▸ Problem to solve
Recast the items, from their first line through the line containing "[[354, 231]]", as a Markdown table with the columns Row and Line. Number each line and omit any blank lines.

══ Source material ══

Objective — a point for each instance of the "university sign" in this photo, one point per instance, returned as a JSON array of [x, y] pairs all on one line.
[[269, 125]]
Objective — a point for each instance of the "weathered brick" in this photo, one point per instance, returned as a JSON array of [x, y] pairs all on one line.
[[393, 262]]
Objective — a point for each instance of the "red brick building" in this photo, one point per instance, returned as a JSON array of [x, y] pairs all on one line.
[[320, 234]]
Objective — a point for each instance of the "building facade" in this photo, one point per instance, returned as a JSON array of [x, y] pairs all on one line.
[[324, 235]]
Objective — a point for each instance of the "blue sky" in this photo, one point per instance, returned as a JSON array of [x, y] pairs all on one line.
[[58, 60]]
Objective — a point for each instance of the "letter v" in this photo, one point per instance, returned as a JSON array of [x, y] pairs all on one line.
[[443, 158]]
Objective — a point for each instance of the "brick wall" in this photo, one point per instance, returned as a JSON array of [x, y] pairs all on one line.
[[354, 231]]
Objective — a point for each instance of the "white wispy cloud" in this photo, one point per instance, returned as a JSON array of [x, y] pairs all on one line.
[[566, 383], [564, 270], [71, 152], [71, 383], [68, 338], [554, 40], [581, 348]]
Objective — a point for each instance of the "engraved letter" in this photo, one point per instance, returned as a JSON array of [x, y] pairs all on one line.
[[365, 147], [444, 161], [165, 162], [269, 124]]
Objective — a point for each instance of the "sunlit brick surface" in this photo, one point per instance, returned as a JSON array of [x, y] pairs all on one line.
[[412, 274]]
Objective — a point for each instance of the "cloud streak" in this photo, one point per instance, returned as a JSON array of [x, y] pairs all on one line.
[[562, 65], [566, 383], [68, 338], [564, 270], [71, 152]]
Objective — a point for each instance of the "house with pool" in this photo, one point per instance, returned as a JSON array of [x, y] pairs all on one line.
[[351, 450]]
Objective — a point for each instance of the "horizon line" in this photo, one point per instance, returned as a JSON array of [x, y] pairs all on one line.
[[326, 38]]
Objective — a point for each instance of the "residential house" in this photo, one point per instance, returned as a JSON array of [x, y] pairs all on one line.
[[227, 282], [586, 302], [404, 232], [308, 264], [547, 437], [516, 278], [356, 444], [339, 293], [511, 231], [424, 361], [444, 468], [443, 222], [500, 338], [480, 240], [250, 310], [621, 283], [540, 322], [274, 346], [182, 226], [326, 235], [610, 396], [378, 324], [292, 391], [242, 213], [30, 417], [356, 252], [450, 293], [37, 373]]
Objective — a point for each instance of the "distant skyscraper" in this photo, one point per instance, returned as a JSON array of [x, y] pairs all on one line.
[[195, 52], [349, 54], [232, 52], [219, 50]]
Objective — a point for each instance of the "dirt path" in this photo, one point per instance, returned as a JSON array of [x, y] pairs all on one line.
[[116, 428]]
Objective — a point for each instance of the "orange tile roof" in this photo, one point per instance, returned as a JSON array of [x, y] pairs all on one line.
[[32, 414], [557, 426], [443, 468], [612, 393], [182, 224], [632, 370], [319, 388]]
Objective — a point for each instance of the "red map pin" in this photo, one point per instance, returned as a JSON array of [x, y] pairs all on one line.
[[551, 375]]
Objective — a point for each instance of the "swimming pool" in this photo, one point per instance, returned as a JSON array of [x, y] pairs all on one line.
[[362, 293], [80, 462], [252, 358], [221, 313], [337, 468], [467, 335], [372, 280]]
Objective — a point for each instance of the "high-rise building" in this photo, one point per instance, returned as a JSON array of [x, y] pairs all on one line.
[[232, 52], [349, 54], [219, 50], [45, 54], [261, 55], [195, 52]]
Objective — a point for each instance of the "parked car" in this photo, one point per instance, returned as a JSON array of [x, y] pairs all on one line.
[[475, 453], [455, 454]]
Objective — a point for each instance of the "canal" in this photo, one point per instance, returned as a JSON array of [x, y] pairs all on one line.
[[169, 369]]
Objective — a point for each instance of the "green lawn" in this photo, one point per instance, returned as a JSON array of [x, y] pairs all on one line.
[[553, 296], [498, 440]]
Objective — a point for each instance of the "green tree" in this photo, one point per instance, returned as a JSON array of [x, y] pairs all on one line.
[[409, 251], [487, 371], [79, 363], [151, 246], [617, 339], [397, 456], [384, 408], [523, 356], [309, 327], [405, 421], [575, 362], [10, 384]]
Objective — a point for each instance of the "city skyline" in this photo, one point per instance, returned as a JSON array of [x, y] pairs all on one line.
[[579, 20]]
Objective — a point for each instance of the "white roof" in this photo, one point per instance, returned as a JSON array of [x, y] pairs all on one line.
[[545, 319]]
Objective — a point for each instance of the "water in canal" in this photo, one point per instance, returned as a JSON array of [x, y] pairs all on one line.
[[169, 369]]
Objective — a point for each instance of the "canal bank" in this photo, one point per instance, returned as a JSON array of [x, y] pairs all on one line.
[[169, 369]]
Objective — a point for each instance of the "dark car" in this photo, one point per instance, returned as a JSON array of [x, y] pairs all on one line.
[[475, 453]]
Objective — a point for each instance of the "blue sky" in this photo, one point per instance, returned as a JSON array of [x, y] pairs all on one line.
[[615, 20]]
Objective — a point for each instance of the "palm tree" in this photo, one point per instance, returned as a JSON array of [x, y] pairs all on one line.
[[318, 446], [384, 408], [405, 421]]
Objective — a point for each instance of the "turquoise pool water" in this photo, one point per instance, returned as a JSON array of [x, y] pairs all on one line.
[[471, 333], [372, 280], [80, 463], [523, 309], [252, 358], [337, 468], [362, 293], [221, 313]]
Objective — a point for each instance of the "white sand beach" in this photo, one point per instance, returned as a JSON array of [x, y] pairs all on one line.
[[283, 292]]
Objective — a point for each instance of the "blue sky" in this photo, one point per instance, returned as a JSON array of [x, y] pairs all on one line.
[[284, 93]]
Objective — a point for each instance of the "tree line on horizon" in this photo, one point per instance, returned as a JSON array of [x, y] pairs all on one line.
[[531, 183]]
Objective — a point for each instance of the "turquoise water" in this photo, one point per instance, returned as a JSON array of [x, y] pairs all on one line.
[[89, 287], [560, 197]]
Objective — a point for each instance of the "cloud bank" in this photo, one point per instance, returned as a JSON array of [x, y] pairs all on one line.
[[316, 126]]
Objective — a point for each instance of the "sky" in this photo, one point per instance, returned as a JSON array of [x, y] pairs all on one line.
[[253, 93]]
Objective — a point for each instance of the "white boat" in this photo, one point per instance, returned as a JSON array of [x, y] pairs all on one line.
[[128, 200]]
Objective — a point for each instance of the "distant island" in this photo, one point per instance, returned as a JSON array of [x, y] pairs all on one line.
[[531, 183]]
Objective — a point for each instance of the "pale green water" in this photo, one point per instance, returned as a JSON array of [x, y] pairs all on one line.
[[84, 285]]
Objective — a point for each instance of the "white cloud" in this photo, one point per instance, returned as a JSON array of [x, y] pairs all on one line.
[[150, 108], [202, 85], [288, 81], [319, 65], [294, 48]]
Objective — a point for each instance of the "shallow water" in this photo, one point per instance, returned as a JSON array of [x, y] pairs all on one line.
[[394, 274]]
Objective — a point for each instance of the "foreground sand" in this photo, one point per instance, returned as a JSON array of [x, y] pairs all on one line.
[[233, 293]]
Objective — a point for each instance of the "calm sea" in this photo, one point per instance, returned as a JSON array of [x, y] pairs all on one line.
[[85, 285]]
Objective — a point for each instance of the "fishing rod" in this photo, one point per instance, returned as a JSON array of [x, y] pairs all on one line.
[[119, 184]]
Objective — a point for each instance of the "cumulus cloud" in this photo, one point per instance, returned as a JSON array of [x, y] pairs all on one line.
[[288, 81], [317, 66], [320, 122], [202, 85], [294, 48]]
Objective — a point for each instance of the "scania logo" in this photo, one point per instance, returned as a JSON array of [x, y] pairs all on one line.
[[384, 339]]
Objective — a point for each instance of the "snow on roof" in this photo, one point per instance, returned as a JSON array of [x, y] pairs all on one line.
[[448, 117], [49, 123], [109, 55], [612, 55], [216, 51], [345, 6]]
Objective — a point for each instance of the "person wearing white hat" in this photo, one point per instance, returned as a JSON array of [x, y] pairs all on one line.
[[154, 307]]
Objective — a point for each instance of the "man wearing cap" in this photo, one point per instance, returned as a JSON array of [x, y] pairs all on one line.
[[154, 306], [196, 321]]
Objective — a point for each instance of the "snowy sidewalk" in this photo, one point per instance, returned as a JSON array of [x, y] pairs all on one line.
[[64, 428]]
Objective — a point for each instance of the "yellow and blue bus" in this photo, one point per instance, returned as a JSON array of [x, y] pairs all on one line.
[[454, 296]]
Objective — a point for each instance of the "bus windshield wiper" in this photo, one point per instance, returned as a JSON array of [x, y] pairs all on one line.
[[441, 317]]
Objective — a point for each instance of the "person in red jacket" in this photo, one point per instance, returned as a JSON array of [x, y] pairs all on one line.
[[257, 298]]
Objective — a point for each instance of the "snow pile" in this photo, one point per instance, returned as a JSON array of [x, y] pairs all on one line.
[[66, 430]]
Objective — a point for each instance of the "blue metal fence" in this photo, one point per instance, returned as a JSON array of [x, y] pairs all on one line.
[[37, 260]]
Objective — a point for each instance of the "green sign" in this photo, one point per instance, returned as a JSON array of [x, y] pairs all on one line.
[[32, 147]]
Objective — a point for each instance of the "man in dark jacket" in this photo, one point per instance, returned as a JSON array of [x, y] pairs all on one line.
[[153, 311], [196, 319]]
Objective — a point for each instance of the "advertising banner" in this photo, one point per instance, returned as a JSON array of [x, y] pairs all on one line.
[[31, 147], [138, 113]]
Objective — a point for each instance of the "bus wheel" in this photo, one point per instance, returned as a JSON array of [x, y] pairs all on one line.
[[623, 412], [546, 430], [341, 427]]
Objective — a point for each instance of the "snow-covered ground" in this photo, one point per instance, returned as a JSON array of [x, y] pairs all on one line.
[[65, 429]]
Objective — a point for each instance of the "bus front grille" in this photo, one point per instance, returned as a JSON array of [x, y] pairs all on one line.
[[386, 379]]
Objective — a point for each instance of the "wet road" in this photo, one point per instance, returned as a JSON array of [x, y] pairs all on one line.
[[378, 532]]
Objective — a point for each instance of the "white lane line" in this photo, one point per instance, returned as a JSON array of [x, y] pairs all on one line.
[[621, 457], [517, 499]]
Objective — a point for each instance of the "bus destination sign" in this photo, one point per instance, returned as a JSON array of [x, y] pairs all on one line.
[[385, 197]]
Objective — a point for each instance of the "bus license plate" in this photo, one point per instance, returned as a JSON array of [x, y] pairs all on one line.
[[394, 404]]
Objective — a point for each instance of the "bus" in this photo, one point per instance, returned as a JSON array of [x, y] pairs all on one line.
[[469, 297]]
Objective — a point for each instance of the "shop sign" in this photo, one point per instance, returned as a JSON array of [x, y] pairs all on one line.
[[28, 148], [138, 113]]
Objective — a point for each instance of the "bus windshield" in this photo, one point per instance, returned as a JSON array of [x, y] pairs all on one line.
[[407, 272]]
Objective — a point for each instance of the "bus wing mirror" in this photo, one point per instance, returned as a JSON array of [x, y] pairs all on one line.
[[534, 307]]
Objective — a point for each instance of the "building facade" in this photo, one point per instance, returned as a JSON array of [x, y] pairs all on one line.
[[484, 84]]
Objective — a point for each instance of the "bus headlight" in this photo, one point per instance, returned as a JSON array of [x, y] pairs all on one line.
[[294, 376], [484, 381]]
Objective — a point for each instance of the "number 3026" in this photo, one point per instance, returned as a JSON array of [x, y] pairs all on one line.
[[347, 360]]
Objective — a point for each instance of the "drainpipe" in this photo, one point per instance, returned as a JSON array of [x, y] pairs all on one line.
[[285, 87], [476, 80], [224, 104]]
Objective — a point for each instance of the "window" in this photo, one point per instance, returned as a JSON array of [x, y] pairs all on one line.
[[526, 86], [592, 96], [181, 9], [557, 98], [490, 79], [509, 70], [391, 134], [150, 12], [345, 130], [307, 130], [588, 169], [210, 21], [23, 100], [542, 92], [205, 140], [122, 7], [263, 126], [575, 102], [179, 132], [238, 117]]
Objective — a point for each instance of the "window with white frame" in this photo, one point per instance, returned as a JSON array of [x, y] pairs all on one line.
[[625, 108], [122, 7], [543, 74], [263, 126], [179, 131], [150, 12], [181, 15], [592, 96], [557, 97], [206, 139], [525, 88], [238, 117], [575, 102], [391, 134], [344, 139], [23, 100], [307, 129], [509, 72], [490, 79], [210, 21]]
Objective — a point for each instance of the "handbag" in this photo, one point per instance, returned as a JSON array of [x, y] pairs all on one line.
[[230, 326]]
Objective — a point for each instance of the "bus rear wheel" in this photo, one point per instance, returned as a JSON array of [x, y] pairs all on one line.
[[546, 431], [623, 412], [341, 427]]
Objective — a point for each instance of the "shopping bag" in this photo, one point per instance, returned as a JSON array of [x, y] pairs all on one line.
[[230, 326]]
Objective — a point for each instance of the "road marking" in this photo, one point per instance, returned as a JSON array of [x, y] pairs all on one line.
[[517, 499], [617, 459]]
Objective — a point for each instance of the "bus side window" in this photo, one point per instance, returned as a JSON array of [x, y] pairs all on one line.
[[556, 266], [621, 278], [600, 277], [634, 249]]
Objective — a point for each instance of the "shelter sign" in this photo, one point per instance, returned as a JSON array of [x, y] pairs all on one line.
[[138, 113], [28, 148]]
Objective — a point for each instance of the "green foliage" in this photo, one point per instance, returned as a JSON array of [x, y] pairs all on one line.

═══

▸ Correct result
| Row | Line |
|---|---|
| 1 | Objective — a point for each instance of the "university sign" in this photo, one point per instance, returned as a JSON array of [x, y] pairs all on one line. |
| 2 | [[269, 125]] |
| 3 | Objective — a point for each instance of the "weathered brick" in this photo, one point per instance, returned as a JSON array of [x, y] pairs all on one line. |
| 4 | [[393, 262]] |
| 5 | Objective — a point for each instance of the "red brick building" in this photo, one point per instance, returned as a JSON array of [x, y] pairs all on one line. |
| 6 | [[320, 234]] |
| 7 | Objective — a point for each instance of the "building facade" in this photo, one point per instance, returned as a JSON array of [x, y] pairs all on one line. |
| 8 | [[324, 235]] |
| 9 | Objective — a point for each instance of the "blue sky" in this photo, one point per instance, returned as a JSON array of [x, y] pairs all on one line. |
| 10 | [[58, 60]] |
| 11 | Objective — a point for each instance of the "letter v" in this photo, one point per instance, returned as a JSON array of [x, y] pairs all on one line. |
| 12 | [[443, 158]] |
| 13 | Objective — a point for each instance of the "brick wall" in this photo, one point per instance, returned as a JSON array of [x, y] pairs all on one line. |
| 14 | [[354, 231]] |